▶ [Text shown]:
--------------------
6. PyMsBayes Change History
6.1. Version 0.3.5
6.1.1. Changes
- Updating versions of bundled msbayes.pl and dpp-msbayes.pl PERL scripts
from dpp-msbayes package. These no longer use deprecated POSIX::tmpnam.
Instead, they use File::Temp::tempfile.
6.1.2. Bug Fixes
- Fixing a bug that occurred for two-stage analyses (i.e., Stage 1: generate
all prior samples, and Stage 2: then do rejection). When ‘–compress’
option was used in Stage 1 command, the prior sample file was being
compressed, which caused eureject (and ultimately dmc.py) to crash during
rejection (Stage 2). This bug is fixed in this release.
- Fixing issue where the reporting frequency could be greater than the total
number of prior samples.
6.2. Version 0.3.4
6.2.1. Changes
- Making ‘pretty’ summary output of dmc_posterior_probs.py script more
robust. The regex used by ListConditionEvaluator to put the names of
the taxon pairs into the expression was easily fooled by numbers included
in the names. This did not affect the results, but led confusing summary
output. This is now more robust, and the output messages should now help
rather than confuse.
6.3. Version 0.3.3
6.3.1. Changes
- If ‘nan’ observed summary statistics are produced, an error is raised to
crash the analysis early on. This can happen for some summary statistics
when there are populations with only a single sequence sampled.
6.4. Version 0.3.2
6.4.1. New Features
- New documentation.
- New tutorials.
- A new option timeInSubsPerSite is now supported for dpp-msbayes and
msbayes analyses.
- The coefficient of variation of divergence times is now reported.
- The dmc_dpp_summary.py CLI script now estimates and reports the
probabilities of the number of categoories.
- New dmc_sum_sims.py CLI script for summarizing and plotting the results
of simulation-based analyses.
- New “-m/–mu” option added to dmc_plot_results.py script for specifying
the mutation rate to rescale time to generations.
- New “–extension” option added to dmc_plot_results.py script to allow
the file format of the plots to be specified.
- Adding new worker classes to the API for simulating data via Joseph Heled’s
biopy package.
- Adding DppSimWorker and DppSimTeam to the API.
6.4.2. Changes
- More rigorous checks added to dmc.py to make sure all the sample tables
are the same within an analysis.
- The logging frequency is now in units of prior samples rather than batch
iterations.
- Help menus of CLI scripts have been updated.
- New dpp-msbayes executables were added that accommodate the
timeInSubsPerSite option and reporting the coefficient of variation of
divergence times.
- The package has been updated to handle these new options.
- For the dmc_plot_results.py CLI script, changing the the
--iteration-index option to --sample-index to reflect the new
logging behavior (units of prior samples rather than batch iterations).
--------------------
▶ [Exercise 1]: Print the part of the PyMsBayes change history from "- Adding new" to "these new options.".
▶ [Exercise 2]: According to the PyMsBayes change history, what do the bundled PERL scripts in version 0.3.5 use in place of POSIX::tmpnam?
▶ [Exercise 3]: Continue the PyMsBayes change history from its last line.
The listing has nothing to do with the PyMsBayes change history.

▶ [Source data]:
--------------------
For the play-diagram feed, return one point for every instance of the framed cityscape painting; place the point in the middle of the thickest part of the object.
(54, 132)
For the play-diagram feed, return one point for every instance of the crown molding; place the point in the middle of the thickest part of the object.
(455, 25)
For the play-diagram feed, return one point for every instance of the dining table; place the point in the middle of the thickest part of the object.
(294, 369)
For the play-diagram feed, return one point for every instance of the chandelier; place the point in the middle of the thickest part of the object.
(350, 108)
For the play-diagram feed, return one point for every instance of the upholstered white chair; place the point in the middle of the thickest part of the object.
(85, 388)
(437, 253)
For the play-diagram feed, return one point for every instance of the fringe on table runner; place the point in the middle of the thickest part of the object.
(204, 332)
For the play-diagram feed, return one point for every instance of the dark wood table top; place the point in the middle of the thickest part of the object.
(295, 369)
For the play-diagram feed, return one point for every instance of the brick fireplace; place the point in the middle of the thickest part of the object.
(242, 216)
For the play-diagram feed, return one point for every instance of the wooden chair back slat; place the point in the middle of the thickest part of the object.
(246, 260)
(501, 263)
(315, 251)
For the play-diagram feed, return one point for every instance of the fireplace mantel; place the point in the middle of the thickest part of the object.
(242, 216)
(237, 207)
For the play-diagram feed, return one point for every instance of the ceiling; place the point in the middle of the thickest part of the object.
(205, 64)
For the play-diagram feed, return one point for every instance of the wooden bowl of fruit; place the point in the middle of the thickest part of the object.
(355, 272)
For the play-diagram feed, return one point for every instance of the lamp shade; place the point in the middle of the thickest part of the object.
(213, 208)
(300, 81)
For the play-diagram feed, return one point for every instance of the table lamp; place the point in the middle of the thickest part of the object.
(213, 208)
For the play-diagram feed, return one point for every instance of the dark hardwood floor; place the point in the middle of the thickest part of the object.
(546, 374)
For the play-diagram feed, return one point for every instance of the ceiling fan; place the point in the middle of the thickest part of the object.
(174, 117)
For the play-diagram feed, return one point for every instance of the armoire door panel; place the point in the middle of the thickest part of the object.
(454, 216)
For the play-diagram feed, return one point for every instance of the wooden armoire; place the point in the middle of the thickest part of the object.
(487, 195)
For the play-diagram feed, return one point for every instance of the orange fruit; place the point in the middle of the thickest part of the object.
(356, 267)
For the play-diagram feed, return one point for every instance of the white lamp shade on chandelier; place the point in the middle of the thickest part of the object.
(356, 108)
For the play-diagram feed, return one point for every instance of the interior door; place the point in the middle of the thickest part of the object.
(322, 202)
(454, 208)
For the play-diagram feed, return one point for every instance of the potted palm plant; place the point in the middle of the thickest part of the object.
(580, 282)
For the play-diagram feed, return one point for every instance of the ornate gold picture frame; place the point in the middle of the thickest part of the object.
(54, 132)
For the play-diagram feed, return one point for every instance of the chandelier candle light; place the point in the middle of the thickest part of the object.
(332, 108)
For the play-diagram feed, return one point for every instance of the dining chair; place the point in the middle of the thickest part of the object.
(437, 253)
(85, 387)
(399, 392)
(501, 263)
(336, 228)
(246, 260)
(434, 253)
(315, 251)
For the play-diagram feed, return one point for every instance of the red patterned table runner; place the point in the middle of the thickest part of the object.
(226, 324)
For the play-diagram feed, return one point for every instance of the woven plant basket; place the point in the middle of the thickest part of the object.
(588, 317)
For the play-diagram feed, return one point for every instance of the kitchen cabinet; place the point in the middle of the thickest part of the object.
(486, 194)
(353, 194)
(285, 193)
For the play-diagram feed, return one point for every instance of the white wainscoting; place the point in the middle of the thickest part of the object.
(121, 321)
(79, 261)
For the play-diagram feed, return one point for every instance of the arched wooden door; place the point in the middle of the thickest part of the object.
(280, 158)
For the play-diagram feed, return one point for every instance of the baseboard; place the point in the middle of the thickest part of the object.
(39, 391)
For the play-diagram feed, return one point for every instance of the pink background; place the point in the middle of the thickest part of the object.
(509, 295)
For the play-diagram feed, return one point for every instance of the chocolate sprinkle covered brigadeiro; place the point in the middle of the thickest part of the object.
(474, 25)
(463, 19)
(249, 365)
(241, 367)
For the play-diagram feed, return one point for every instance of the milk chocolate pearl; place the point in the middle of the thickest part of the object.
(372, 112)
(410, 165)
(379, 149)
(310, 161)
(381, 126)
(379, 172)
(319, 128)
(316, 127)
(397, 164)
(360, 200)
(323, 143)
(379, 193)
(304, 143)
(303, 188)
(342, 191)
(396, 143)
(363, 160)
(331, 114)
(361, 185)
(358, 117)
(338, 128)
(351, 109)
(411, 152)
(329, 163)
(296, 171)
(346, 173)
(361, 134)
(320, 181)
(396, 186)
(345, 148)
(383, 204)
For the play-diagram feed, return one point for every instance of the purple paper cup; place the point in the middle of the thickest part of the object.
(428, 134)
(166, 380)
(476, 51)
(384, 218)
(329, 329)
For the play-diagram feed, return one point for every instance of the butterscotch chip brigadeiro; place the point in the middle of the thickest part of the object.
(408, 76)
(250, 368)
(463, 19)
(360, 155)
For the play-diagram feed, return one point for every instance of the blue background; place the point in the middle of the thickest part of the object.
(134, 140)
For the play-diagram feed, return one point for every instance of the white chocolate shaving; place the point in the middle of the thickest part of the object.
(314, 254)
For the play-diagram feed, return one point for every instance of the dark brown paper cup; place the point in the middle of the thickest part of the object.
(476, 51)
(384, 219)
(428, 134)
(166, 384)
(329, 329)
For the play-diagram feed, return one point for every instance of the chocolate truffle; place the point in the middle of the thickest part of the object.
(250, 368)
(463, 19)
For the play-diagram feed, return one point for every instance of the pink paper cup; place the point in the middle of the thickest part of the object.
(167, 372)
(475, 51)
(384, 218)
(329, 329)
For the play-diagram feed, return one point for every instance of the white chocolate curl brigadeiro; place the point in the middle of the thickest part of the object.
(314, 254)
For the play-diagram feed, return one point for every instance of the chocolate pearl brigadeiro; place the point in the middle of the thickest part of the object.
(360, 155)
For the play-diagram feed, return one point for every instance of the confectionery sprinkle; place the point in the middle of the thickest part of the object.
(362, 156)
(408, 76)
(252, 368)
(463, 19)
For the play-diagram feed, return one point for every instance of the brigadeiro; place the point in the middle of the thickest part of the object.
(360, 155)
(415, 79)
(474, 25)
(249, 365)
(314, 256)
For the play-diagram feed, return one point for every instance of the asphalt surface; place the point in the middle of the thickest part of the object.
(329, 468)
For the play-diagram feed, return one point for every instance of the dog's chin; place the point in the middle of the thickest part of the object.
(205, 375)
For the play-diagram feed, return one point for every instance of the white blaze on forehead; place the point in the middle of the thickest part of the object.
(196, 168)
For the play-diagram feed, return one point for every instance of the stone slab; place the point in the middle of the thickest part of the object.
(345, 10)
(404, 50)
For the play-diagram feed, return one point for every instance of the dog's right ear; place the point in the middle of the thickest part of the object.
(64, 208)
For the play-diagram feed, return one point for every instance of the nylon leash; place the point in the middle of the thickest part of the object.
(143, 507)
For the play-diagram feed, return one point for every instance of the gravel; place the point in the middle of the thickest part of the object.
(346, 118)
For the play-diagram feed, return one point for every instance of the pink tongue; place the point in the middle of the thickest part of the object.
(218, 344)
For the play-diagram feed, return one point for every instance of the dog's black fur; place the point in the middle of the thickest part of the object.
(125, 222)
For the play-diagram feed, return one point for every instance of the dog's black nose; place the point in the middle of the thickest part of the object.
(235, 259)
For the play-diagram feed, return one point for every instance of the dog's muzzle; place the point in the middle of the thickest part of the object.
--------------------
▶ [Written answer 1]:
- Adding new worker classes to the API for simulating data via Joseph Heled’s
biopy package.
- Adding DppSimWorker and DppSimTeam to the API.
6.4.2. Changes
- More rigorous checks added to dmc.py to make sure all the sample tables
are the same within an analysis.
- The logging frequency is now in units of prior samples rather than batch
iterations.
- Help menus of CLI scripts have been updated.
- New dpp-msbayes executables were added that accommodate the
timeInSubsPerSite option and reporting the coefficient of variation of
divergence times.
- The package has been updated to handle these new options.

▶ [Written answer 2]: File::Temp::tempfile

▶ [Written answer 3]:
6.5. Version 0.3.1
6.5.1. Changes
- Cleaning up intra-package imports and rearranging some of the code.
6.6. Version 0.3.0
6.6.1. Changes
- Updated the version of dpp-msprior binary (for both mac and linux) that
is bundled with the package. This version of dpp-msprior is from
version 0.2 of the dpp-msbayes package and was updated to create a
lower limit (0.000000000001) for values of theta. In rare cases, a theta
value of zero would cause the coalescent simulator msDQH to crash.
Any previous analyses that did not crash should not be affected by
this change.
- The newer version of dpp-msprior also changes the weirdness from the
original msBayes where there was a check for small (i.e., 0.0001)
divergence times. In such simulations, the div time was set to this
arbitrary lower bound, and the bottleneck time was set to 0.5 of this. I
am guessing this was to prevent unrealistic (and numerically unstable?)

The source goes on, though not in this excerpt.